» **DATA SHOWN**:
◆ ◆ ◆ ◆ ◆

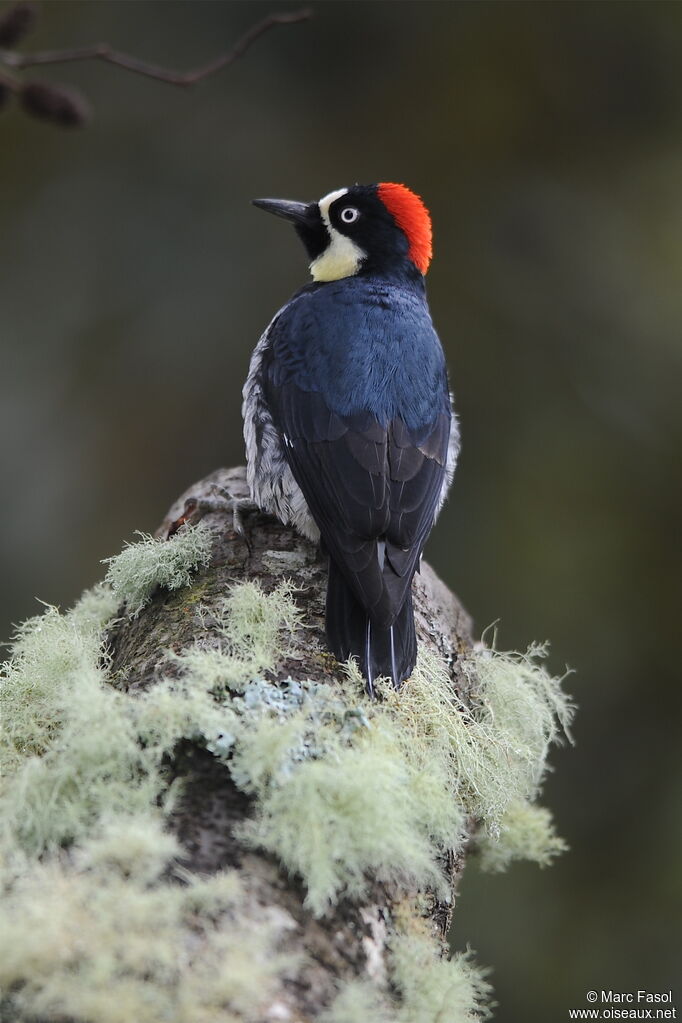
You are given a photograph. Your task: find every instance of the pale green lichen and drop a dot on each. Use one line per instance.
(527, 832)
(254, 630)
(74, 748)
(435, 988)
(108, 937)
(326, 764)
(359, 1001)
(141, 567)
(344, 789)
(426, 987)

◆ ◆ ◆ ◆ ◆

» **WHAT THE EXERCISE ASKS**:
The records above are to be transcribed in full, with images omitted.

» **SOLUTION TO THIS EXERCISE**:
You are given a photograph. Your task: find every instance of the pale green lichen and drop a dot on each. Use one line per instance.
(527, 832)
(254, 630)
(74, 748)
(435, 988)
(108, 937)
(326, 764)
(359, 1001)
(141, 567)
(344, 789)
(426, 987)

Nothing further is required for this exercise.